Your goal: Can you give back the lines between the one holding "Wildlife biologist here. I need boxes around every white cloud" and the one holding "[0,0,106,66]", inclusive, with "camera trap" switched to "trail camera" and nothing else changed?

Data lines
* * * *

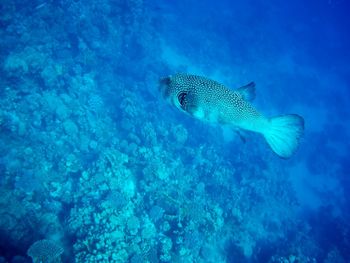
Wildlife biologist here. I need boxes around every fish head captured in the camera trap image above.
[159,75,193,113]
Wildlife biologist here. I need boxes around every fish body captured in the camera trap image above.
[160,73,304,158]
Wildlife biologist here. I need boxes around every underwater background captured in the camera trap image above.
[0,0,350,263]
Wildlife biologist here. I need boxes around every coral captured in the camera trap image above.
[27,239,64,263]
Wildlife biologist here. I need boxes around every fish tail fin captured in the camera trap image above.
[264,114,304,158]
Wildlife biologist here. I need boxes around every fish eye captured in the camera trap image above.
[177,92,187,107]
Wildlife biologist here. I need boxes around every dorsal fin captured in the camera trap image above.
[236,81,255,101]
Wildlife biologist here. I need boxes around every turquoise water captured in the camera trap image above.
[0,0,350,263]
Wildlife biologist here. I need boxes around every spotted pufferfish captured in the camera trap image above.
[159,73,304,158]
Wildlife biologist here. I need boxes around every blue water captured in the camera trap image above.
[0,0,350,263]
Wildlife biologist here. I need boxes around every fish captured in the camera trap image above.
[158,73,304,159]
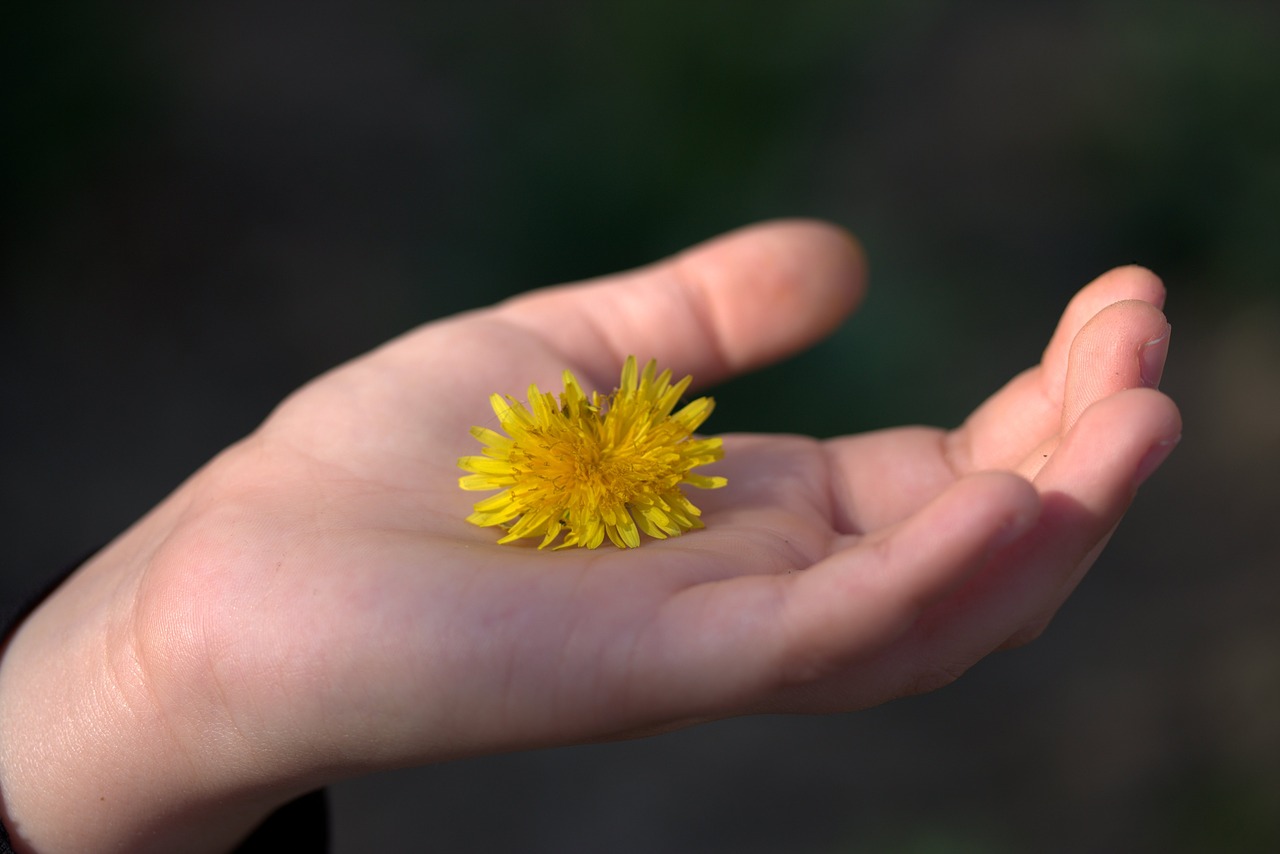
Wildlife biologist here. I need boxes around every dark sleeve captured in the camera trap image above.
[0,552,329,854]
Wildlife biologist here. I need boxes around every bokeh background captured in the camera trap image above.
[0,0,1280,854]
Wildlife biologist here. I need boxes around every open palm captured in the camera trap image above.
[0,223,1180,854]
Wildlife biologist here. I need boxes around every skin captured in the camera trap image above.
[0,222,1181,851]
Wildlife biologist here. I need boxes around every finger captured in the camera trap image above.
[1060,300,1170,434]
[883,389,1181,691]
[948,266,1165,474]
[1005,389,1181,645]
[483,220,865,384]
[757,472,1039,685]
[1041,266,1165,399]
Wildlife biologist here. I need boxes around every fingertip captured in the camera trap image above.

* * * *

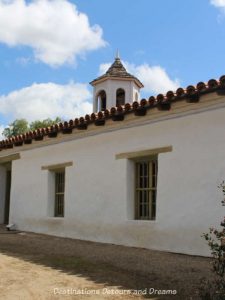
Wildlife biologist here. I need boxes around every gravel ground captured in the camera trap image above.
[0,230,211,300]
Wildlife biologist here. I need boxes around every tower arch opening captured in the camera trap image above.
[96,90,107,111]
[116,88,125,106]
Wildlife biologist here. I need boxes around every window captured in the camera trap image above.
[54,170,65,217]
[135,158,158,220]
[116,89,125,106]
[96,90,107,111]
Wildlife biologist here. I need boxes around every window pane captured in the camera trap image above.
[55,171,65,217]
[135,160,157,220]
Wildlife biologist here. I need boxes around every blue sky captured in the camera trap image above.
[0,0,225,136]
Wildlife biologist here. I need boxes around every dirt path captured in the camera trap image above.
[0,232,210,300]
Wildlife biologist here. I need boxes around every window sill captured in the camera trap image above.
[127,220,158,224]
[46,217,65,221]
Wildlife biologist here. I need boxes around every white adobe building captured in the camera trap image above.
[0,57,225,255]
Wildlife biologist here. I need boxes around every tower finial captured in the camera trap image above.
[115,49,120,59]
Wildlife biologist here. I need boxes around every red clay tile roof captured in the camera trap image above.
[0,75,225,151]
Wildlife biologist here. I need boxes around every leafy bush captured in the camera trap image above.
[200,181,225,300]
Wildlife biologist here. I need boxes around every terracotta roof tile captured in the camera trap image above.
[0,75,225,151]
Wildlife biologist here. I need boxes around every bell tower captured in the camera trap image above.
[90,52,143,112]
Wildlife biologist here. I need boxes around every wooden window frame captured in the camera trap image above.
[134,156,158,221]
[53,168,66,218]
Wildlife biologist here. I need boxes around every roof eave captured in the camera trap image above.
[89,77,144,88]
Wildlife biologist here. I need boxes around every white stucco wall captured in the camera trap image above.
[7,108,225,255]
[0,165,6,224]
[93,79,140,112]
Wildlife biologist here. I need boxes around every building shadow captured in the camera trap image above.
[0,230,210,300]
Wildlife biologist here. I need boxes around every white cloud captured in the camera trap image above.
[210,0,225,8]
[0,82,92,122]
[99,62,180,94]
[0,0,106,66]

* * * *

Written response:
Wildlife biologist here. I need boxes around every white cloud captured in the trail camera image above.
[210,0,225,8]
[0,82,92,122]
[99,62,180,94]
[0,0,106,66]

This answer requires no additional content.